SET EXERCISE ▸ Turn the lines of the records from the one containing "task: outline the coastal strip of land" through the one containing "[[[487,198],[321,187],[176,172],[115,194],[188,257],[487,256]]]" into a numbered list, one line per item. Leave out blank lines.

- - -

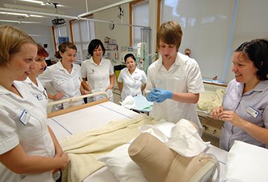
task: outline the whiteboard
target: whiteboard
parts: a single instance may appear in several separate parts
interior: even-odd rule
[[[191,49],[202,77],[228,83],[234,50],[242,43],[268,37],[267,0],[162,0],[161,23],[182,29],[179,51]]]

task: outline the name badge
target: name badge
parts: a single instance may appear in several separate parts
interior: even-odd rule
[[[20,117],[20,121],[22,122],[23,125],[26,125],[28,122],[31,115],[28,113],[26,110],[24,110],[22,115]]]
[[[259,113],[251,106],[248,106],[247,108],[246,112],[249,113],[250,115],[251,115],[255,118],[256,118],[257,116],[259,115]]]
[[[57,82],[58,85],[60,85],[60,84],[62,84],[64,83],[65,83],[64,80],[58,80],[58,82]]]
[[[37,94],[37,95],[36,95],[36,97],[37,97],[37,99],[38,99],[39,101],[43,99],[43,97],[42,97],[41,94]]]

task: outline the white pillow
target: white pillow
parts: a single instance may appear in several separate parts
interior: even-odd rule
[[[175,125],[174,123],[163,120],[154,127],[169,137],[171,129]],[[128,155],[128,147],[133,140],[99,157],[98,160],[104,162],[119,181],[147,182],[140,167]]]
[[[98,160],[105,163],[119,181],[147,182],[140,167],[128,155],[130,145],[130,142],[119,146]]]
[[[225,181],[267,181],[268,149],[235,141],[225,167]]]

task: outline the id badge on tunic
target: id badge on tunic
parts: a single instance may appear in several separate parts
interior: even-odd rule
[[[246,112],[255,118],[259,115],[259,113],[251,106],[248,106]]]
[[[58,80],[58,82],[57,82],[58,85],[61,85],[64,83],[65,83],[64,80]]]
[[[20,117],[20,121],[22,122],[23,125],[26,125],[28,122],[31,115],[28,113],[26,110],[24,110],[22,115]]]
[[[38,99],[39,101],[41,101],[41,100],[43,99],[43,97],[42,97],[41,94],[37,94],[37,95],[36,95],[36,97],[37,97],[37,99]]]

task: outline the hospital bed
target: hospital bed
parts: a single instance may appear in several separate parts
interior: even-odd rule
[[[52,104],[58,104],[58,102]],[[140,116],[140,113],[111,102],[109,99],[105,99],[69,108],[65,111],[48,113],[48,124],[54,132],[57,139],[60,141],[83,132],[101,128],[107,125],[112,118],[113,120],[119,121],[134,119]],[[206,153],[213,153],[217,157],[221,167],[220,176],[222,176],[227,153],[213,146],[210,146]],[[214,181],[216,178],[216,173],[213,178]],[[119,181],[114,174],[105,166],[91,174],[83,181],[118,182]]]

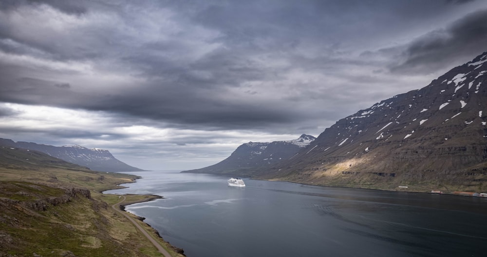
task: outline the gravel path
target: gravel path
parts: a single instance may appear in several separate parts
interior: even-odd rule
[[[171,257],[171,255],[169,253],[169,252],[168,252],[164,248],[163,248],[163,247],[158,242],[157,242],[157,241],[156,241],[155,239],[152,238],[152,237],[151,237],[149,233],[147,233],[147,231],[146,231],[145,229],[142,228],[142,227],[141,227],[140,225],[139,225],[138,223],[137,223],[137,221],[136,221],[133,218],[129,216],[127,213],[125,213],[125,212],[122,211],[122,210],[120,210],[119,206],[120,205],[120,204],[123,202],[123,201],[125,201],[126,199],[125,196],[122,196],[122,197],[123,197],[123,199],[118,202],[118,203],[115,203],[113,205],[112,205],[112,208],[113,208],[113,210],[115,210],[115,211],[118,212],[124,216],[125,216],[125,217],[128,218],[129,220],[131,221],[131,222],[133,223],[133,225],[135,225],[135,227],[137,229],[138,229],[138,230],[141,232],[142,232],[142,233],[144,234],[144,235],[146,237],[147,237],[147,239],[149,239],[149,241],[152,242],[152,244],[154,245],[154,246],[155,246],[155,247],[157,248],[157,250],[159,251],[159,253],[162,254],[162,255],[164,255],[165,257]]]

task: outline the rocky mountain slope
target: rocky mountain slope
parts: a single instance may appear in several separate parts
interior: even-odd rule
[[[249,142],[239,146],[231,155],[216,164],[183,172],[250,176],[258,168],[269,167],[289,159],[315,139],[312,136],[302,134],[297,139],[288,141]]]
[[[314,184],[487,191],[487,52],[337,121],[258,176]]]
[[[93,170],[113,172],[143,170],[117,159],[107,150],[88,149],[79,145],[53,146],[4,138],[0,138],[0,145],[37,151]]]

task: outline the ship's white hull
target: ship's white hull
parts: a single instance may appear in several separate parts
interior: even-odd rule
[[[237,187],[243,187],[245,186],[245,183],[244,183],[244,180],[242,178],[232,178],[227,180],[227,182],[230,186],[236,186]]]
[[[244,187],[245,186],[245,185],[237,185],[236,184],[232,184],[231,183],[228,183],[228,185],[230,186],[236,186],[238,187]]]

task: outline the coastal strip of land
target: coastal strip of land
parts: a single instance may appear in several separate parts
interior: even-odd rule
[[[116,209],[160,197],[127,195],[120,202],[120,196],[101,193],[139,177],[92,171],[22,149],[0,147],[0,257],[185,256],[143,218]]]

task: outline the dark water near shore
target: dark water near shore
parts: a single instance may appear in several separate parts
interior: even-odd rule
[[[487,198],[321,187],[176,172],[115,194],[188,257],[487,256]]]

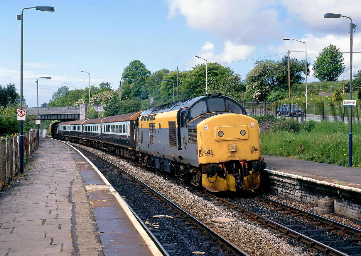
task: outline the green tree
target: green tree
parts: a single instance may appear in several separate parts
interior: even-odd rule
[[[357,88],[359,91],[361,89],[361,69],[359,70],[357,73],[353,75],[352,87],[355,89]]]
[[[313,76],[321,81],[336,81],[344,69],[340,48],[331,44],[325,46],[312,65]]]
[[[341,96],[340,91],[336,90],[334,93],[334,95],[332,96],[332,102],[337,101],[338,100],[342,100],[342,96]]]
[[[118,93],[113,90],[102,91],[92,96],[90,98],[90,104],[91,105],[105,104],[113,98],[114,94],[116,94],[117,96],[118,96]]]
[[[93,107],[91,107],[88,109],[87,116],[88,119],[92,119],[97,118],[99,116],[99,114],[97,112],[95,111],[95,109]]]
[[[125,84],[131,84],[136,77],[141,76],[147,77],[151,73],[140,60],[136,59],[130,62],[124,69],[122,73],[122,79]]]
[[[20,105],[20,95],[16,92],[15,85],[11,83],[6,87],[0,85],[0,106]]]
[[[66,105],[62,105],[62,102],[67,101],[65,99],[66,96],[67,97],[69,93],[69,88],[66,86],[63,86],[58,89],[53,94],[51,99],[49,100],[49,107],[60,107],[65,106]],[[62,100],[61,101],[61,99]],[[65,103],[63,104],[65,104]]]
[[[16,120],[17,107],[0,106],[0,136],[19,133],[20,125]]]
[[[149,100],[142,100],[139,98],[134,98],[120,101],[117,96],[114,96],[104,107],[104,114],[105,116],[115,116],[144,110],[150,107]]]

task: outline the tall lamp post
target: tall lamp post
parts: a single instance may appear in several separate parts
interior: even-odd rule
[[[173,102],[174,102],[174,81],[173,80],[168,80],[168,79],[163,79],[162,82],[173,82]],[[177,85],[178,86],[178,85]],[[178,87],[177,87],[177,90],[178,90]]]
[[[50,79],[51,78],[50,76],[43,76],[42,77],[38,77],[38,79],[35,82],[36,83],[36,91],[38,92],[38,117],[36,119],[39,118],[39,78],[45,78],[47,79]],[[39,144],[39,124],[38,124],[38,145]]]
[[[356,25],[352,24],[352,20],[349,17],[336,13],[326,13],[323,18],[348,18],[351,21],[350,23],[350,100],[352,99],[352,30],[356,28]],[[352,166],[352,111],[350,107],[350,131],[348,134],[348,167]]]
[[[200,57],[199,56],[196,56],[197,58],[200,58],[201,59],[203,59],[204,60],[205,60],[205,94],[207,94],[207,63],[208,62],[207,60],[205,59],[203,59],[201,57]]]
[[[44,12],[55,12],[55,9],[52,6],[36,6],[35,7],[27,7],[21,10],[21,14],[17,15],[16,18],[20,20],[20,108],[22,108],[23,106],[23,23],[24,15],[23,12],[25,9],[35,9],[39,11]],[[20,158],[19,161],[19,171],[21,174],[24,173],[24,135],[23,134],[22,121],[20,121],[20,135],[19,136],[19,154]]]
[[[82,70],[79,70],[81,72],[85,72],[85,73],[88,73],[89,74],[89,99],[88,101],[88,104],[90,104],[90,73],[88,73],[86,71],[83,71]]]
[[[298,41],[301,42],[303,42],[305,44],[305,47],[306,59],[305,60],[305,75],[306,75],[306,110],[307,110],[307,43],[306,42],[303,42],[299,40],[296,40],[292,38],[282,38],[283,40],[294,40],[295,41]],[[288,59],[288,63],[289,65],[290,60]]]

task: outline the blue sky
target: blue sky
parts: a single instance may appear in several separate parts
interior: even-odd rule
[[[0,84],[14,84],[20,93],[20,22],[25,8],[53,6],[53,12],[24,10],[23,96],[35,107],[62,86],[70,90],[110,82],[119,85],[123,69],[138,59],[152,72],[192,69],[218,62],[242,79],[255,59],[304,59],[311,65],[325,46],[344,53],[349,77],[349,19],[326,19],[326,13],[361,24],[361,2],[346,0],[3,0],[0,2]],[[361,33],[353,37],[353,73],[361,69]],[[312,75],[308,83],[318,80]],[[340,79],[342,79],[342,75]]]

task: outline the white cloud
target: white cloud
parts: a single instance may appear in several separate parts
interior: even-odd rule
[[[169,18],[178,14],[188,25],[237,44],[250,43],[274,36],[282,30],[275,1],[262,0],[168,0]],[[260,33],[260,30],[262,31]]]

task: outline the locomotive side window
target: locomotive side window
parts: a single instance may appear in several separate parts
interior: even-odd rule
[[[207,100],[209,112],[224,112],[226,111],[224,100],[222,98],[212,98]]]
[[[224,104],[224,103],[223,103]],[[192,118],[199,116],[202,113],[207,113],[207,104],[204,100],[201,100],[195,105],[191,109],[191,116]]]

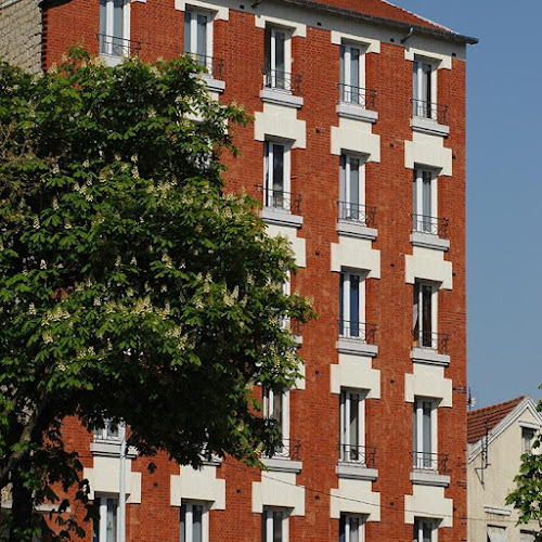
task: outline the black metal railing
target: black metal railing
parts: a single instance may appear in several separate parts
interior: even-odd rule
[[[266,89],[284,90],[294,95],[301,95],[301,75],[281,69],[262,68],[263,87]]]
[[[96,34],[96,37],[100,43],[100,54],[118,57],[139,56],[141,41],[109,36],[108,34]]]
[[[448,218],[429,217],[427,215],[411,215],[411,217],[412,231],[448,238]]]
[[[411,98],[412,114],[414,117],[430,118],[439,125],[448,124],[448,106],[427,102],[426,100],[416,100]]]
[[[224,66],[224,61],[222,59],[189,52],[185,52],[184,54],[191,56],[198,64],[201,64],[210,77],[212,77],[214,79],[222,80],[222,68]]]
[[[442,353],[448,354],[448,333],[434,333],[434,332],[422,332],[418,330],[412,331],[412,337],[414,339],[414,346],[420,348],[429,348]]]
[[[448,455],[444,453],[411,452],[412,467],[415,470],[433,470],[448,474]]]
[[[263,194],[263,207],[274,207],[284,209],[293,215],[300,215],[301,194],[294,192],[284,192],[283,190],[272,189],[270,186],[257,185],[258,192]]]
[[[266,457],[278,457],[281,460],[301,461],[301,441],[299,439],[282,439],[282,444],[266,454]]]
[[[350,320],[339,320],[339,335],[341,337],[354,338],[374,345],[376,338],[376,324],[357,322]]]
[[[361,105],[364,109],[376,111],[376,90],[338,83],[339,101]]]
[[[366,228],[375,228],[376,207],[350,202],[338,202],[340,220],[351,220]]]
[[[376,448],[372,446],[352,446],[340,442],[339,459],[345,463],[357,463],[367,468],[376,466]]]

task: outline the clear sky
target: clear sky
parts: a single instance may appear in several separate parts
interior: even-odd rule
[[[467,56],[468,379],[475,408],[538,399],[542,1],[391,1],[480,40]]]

- - -

ANSWER TO THE EXERCISE ▸
1. task: outline the coastal strip of land
2. target: coastal strip of land
3. parts: a single instance may appear in several separate parts
4. interior: even-odd rule
5. [[[116,209],[160,197],[127,195],[120,202],[120,196],[101,193],[139,177],[92,171],[22,149],[0,147],[0,257],[185,256],[143,218]]]
6. task: outline the dark water near shore
7. target: dark water near shore
8. parts: a single instance may appear in several separate parts
9. interior: even-odd rule
10. [[[487,198],[321,187],[176,172],[115,194],[188,257],[487,256]]]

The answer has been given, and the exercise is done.